→ What needs to be done
In the entries below, the line with "Exercise. Put one point on every instance of the window" marks the start. Return it and every following line exactly, ending with the last.

[Listed entries Boundary: Start]

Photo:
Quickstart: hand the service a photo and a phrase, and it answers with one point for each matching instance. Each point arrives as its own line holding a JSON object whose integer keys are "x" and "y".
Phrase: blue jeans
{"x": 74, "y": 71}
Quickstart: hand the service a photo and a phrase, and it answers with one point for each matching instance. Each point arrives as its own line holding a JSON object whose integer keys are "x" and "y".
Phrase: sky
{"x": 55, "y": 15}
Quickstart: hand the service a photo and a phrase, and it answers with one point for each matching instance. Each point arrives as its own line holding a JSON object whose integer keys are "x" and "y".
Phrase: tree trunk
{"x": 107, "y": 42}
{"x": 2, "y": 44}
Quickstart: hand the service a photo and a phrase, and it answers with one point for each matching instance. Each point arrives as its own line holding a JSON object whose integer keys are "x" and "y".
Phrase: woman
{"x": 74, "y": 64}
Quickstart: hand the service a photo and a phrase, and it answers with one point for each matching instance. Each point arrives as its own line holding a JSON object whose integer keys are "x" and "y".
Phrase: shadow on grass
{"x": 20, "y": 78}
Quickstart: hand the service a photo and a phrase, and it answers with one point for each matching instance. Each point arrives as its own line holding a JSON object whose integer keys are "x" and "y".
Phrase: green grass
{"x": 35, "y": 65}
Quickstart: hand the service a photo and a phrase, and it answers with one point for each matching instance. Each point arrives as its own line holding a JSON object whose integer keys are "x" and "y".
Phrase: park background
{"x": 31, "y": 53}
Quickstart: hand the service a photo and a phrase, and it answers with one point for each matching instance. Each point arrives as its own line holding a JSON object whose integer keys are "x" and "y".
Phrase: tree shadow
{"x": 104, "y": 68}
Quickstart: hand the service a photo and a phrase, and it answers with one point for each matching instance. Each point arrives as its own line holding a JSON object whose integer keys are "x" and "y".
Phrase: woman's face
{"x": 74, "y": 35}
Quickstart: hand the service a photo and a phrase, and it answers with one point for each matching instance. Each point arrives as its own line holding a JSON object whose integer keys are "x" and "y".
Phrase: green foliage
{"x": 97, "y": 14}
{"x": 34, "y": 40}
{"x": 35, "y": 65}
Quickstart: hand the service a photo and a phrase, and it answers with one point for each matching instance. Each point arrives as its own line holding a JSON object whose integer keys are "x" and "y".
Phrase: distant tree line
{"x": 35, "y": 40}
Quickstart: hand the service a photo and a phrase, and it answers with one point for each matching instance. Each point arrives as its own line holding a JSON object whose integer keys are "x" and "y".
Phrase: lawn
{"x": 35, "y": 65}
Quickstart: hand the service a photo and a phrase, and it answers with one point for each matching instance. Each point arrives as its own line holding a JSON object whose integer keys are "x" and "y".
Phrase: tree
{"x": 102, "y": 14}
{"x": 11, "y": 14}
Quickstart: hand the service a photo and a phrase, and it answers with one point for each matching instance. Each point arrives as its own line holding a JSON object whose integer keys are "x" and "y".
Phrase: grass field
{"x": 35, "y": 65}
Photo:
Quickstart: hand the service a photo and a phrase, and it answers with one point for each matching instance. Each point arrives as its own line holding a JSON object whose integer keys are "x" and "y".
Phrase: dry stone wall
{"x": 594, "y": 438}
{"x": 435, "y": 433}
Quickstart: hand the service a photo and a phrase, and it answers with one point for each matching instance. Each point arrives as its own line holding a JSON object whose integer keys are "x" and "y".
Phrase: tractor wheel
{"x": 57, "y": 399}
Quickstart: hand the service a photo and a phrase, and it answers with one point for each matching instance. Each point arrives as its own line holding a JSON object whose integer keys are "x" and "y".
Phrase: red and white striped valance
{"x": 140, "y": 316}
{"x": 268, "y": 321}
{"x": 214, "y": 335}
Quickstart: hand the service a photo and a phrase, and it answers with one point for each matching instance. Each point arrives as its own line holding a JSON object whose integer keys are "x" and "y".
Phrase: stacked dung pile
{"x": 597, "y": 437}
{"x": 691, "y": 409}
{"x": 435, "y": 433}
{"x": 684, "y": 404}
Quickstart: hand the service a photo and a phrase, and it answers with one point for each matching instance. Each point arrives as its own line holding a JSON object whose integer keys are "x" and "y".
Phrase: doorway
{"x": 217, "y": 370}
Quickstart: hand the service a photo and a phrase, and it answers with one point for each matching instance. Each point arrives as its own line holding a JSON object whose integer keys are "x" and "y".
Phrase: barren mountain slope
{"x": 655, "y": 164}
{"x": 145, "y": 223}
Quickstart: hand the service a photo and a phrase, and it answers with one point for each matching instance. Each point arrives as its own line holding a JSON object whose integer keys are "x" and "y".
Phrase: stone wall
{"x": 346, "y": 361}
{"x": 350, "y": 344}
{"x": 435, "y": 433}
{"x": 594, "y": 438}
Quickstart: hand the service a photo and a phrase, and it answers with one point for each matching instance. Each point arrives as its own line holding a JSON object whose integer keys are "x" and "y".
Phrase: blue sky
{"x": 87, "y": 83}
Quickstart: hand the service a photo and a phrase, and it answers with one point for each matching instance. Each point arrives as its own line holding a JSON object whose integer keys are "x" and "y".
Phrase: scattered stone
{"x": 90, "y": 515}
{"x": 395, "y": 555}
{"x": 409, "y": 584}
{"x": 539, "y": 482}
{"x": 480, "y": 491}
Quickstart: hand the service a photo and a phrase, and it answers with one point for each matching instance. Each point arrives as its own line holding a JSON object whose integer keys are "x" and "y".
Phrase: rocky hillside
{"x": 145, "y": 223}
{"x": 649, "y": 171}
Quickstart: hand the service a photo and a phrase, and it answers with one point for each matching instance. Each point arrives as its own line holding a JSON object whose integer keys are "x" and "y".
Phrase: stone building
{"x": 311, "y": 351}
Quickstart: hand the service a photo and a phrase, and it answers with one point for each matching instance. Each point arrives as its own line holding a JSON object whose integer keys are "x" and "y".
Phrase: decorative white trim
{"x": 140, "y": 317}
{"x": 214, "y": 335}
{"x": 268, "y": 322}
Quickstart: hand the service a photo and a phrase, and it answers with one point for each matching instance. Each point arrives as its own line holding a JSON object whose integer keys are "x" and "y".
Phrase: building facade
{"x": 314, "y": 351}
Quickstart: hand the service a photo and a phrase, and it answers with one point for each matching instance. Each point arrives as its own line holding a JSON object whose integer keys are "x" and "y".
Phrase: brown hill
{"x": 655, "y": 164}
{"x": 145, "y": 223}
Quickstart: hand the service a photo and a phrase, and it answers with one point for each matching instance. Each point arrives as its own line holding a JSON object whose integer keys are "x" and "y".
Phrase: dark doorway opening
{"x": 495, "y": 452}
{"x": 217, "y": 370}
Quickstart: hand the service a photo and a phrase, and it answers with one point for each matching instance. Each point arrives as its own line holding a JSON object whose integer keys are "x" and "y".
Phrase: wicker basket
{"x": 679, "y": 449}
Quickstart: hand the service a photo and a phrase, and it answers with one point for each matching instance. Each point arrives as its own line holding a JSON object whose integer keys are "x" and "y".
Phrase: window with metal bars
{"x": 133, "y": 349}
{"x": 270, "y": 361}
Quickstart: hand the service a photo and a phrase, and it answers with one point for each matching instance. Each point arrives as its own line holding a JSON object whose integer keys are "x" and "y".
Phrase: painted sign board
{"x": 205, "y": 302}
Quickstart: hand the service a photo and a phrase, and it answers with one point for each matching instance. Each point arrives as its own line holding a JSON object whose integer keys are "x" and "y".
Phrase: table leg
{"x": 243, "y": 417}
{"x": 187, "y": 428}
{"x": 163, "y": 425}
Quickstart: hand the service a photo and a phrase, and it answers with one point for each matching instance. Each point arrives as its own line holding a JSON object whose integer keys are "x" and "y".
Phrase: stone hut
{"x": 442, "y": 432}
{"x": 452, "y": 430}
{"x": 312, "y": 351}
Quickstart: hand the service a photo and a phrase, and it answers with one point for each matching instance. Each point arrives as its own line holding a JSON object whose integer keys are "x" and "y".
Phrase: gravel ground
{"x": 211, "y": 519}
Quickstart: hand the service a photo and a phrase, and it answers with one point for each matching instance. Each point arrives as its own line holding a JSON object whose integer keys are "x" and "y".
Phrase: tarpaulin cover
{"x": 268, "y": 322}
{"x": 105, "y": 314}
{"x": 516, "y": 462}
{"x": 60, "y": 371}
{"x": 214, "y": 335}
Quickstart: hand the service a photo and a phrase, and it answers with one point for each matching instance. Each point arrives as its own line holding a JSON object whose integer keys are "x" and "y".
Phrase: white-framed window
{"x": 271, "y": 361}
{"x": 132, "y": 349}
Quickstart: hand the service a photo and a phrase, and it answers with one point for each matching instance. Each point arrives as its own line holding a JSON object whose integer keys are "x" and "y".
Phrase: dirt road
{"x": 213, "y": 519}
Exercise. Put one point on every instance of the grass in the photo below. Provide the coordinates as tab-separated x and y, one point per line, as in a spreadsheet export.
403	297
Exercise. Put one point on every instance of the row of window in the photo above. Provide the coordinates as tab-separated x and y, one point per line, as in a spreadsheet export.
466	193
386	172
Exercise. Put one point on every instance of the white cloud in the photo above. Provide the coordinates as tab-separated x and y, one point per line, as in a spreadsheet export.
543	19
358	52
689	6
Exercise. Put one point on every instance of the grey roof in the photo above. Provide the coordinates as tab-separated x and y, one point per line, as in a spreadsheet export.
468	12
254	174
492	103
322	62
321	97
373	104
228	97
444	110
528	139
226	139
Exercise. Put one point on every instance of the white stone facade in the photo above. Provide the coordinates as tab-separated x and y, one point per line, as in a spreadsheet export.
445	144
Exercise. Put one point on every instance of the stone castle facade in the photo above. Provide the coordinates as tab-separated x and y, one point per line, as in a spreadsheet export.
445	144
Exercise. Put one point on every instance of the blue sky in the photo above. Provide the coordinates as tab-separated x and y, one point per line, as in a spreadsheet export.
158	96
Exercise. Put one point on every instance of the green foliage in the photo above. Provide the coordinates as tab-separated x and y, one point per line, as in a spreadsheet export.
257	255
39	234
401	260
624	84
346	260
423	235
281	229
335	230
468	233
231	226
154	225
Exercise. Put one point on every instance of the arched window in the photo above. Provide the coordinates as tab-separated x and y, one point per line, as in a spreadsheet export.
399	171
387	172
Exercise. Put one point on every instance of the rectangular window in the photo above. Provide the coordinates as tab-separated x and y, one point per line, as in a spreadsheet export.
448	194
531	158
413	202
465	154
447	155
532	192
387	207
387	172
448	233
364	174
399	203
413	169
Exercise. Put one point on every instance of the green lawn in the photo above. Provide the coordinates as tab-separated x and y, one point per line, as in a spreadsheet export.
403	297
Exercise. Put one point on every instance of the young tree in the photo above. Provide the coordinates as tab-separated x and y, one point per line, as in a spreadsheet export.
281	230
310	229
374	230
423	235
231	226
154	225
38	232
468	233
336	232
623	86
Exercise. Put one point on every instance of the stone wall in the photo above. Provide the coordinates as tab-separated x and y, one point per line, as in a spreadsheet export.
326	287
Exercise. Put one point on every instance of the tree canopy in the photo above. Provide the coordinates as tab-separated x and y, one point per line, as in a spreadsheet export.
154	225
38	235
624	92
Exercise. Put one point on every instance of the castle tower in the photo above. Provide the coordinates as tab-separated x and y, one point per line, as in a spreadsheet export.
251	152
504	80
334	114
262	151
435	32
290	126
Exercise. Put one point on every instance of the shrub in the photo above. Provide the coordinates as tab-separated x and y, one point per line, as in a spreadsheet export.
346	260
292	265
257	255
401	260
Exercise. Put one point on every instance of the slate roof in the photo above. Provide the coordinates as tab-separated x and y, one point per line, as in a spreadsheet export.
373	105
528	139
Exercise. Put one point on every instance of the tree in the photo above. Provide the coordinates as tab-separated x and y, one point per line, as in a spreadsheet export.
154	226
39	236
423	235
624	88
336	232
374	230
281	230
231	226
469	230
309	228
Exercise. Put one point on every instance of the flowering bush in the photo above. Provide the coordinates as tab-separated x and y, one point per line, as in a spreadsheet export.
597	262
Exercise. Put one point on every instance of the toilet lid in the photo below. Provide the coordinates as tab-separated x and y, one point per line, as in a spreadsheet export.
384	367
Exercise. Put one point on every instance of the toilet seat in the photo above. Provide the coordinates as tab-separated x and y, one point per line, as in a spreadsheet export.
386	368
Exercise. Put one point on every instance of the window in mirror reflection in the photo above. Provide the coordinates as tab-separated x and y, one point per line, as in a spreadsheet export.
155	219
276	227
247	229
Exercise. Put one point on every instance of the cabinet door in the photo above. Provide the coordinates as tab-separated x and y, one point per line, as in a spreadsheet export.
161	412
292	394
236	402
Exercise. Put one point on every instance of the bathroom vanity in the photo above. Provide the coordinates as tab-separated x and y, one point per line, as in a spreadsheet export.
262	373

[Listed entries Boundary: End]

→ Solution for this problem
Exercise. Put one point on every instance of the window in mirror reflection in the photo above. Provide the coordinates as tab-separated x and y, one point per line, as in a spreadsheet export.
155	219
276	227
247	229
Exercise. Put one point on every instance of the cabinet door in the photo above. Provide the coordinates as tab-separated x and y, one point per line, as in a spreadsheet export.
161	412
292	394
236	402
Exercise. Put one point on every instance of the bathroom vanity in the photo above. Provide the coordinates as tab-separated x and y, one point per line, as in a spreadsheet export.
262	373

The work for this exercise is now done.